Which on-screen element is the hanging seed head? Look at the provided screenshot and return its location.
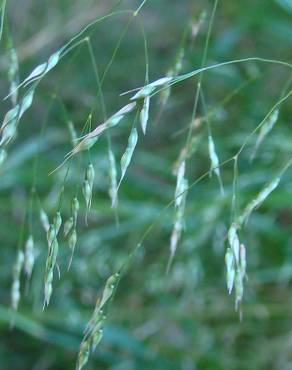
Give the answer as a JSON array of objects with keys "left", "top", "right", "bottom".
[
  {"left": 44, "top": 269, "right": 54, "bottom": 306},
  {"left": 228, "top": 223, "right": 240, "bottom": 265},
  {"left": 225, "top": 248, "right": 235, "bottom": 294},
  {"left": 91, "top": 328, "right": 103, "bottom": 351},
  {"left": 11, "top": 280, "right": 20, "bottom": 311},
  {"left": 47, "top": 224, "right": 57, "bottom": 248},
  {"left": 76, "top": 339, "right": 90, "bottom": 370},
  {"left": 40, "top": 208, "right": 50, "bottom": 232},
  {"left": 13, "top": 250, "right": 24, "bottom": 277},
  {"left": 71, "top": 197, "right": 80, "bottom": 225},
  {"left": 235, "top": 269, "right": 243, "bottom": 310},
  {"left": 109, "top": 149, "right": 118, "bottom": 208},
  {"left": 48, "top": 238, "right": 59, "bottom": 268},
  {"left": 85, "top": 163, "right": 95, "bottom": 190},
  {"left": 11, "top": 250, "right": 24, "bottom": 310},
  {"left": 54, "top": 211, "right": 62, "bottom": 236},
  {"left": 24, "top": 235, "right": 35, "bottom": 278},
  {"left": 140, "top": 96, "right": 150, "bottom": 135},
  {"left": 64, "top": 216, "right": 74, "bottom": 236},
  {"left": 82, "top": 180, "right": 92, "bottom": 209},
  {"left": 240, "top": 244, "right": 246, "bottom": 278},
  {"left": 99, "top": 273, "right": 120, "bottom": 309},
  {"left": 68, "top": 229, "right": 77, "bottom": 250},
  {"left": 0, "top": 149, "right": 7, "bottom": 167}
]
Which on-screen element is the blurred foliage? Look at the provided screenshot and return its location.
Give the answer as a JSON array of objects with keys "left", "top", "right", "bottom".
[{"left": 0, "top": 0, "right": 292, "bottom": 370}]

○ ○ ○

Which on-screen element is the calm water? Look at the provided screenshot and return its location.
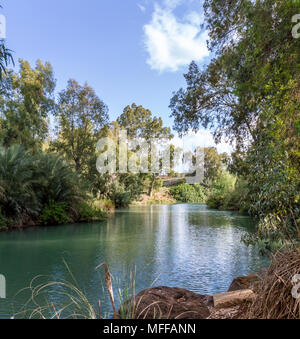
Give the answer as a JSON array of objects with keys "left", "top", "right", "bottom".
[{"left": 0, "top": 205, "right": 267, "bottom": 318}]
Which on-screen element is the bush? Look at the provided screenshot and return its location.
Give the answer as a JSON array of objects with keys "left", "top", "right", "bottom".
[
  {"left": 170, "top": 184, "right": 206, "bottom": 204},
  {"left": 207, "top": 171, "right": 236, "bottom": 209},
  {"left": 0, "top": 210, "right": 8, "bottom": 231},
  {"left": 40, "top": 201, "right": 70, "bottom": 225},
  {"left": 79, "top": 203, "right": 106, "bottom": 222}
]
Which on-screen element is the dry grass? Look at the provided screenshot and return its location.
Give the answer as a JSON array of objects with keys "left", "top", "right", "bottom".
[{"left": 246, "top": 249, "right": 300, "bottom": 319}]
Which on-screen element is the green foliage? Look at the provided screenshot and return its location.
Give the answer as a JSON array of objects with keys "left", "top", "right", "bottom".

○ ○ ○

-- The problem --
Pick out every line in the listing above that contains the word "Which" and copy each one out in full.

-- Complete output --
Which on-screen element is the hanging seed head? Look at the provided screenshot and return its location.
Which on-screen element is the blurred foliage? Look at the provided screenshot and return its location.
Which on-screen element is the calm water? Look at the provided screenshot and return its location.
Which on-screen element is the bush? Look at the provided screenshot and return its location.
Which on-screen element is the dry grass? Look at the provided screenshot and return its location.
Which on-screen element is the green foliage? Look at the provided screenshot and return its location.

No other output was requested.